[Start of section]

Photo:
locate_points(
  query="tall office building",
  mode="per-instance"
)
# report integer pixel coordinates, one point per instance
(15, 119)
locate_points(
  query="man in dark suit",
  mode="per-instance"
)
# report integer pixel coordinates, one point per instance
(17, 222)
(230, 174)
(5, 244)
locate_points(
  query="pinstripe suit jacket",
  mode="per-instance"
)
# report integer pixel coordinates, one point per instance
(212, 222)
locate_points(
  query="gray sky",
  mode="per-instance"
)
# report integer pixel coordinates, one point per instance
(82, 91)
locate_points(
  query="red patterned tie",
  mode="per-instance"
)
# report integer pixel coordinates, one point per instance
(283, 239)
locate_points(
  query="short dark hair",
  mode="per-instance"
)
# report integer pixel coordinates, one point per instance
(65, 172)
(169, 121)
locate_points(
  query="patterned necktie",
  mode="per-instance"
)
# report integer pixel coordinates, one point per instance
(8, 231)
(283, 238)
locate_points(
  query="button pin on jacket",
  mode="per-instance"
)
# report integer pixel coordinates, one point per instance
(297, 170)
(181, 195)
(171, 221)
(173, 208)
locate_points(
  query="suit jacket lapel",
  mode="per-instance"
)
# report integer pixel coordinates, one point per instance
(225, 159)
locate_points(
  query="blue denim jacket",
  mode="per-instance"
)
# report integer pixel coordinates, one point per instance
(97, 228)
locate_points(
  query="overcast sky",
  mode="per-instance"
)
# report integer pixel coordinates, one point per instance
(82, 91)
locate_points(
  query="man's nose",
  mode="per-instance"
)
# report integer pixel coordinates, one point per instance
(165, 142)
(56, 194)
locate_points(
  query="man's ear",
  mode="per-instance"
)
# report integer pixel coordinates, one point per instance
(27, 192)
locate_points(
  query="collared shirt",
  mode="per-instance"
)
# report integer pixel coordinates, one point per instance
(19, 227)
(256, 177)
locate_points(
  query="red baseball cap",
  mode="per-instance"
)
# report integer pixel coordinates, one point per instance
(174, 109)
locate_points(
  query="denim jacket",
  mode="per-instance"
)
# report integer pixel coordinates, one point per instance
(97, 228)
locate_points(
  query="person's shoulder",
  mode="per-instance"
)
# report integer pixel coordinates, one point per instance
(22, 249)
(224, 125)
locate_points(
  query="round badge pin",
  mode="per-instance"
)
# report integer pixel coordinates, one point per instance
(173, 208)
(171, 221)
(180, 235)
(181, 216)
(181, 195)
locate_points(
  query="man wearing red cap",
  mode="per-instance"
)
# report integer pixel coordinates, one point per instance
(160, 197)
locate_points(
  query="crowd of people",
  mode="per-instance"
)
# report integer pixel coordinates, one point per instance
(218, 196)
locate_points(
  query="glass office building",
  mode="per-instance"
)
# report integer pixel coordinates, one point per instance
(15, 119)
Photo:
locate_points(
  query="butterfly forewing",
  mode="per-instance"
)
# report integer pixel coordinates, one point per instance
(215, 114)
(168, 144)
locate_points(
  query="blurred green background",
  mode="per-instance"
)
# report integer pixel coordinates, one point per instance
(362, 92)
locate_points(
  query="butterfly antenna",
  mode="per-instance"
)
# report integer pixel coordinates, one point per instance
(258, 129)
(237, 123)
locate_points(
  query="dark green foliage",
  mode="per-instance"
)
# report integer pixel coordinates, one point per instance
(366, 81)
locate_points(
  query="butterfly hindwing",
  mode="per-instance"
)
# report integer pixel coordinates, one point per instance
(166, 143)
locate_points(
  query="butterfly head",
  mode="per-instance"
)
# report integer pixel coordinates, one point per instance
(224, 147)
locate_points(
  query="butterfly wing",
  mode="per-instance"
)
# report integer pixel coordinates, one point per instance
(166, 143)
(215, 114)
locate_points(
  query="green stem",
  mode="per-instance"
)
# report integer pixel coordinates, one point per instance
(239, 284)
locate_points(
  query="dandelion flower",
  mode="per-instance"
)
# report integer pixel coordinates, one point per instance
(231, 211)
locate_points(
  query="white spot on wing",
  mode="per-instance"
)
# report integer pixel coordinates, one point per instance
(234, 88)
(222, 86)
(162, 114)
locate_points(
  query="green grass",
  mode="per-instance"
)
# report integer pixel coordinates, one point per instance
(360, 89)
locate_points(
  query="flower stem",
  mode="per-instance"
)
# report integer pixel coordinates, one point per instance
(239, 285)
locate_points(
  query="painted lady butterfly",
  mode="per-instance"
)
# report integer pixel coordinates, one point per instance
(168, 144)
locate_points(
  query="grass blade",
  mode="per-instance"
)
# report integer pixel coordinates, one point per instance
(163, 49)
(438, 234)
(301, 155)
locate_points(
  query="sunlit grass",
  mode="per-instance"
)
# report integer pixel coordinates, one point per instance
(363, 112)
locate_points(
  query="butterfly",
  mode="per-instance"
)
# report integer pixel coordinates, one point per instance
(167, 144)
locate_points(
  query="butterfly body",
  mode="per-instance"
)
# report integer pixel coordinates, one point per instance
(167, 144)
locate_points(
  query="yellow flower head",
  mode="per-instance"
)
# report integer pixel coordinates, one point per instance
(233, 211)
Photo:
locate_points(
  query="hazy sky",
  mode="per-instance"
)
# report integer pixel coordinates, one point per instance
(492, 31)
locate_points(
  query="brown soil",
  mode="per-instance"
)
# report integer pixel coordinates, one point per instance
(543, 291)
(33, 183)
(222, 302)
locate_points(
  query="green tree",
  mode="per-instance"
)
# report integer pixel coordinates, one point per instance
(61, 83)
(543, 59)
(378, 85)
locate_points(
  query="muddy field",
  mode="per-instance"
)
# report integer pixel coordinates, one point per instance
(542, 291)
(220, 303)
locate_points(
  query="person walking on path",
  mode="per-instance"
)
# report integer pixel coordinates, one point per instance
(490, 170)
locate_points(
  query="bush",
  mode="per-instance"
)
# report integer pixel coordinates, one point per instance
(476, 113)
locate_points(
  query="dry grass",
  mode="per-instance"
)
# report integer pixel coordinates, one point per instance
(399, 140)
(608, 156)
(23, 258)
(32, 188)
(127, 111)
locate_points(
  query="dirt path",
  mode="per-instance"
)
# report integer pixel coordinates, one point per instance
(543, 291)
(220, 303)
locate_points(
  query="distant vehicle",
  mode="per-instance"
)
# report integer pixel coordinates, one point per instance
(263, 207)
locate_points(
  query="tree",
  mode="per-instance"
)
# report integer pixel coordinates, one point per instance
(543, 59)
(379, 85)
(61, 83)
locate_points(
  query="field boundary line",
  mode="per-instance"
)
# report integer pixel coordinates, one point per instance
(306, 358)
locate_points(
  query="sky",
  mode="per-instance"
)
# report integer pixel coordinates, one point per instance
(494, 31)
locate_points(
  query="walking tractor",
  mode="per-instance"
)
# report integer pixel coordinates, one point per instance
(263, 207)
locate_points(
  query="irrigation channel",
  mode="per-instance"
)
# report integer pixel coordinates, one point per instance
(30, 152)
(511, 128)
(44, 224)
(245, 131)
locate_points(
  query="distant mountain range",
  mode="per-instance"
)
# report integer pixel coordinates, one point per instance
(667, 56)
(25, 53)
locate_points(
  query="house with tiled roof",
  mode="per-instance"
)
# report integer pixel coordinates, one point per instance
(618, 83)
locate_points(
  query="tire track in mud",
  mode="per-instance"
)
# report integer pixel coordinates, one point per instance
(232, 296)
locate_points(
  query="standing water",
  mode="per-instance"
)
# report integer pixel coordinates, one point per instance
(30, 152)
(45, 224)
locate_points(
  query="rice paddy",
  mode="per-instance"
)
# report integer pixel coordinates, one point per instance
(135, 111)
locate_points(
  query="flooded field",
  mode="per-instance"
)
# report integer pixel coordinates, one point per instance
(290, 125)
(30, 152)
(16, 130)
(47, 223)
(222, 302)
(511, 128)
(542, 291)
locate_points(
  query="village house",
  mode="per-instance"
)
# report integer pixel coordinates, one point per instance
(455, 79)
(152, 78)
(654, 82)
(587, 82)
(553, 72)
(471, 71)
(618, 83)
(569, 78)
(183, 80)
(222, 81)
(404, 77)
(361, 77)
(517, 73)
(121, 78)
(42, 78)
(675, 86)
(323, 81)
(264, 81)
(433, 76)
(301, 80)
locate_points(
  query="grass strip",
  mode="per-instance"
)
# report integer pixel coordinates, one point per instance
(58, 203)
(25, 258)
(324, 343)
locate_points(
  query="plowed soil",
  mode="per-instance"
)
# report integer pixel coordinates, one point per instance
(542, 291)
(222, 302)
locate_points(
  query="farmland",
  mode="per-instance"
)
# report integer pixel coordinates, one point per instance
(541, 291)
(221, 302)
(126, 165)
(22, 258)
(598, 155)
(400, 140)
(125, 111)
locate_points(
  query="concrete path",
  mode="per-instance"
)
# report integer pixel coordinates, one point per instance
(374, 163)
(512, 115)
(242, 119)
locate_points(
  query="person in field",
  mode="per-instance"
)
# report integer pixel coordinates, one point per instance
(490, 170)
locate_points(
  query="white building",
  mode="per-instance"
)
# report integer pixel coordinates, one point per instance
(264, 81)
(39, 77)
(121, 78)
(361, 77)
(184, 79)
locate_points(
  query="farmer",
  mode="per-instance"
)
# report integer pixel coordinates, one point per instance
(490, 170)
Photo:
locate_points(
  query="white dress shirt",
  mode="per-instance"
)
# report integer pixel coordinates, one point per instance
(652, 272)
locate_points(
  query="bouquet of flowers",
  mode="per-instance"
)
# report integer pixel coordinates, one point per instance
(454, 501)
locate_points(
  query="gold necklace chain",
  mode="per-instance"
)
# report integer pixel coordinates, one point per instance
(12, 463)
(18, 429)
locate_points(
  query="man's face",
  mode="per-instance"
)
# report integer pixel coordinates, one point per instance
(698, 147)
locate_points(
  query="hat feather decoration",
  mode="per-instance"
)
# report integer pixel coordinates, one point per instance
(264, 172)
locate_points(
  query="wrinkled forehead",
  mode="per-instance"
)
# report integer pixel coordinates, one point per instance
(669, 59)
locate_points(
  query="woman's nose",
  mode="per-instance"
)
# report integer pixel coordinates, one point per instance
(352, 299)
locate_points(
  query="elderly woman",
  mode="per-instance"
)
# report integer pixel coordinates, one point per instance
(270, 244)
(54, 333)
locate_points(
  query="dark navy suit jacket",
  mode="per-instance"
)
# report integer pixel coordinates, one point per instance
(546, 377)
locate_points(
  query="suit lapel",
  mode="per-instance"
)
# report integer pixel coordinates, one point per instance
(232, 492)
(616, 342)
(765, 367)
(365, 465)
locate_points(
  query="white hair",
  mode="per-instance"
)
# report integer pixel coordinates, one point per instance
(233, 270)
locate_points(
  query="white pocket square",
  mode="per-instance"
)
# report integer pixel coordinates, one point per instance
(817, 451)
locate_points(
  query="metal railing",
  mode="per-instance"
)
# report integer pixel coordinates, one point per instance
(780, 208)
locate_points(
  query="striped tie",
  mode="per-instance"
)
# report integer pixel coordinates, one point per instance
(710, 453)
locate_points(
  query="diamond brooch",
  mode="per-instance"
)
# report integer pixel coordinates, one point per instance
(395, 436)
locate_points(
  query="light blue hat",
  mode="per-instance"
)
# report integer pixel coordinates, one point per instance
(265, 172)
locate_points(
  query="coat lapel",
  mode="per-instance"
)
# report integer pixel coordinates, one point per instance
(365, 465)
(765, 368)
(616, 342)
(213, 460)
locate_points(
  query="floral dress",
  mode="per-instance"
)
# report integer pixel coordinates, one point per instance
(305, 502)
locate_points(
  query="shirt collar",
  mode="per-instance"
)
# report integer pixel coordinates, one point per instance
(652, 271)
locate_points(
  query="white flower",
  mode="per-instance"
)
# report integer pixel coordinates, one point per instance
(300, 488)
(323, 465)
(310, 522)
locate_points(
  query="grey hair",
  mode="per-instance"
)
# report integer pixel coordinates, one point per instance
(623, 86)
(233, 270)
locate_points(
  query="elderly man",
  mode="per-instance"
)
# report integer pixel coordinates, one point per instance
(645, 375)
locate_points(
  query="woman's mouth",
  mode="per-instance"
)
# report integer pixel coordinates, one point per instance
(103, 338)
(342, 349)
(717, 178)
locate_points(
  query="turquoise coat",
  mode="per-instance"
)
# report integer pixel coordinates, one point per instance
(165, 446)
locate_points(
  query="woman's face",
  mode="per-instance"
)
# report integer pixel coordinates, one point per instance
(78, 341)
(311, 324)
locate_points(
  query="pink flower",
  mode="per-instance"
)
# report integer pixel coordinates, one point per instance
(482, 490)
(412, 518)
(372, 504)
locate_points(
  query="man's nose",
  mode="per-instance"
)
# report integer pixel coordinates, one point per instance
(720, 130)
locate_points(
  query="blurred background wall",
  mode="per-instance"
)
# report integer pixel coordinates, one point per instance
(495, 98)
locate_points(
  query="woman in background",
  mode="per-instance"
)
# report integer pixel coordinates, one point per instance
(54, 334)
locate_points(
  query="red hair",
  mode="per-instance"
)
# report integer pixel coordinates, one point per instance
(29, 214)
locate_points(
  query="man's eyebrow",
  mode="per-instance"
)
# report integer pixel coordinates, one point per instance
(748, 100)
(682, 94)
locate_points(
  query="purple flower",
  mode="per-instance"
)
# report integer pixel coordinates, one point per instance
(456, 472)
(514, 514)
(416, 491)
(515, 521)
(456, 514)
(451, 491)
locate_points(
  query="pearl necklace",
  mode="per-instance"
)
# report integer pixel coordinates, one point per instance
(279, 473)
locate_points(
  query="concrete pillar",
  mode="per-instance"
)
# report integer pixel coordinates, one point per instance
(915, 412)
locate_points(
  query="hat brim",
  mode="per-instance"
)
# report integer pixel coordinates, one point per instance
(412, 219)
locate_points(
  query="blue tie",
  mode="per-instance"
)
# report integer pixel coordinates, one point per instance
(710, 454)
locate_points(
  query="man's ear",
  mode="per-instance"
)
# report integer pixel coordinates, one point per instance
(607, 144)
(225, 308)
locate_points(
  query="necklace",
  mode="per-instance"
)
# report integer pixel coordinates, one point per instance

[End of section]

Using the data above, return every line that contains the string "path".

Exercise output →
  query="person walking on path",
  query="dirt path",
  query="concrete path",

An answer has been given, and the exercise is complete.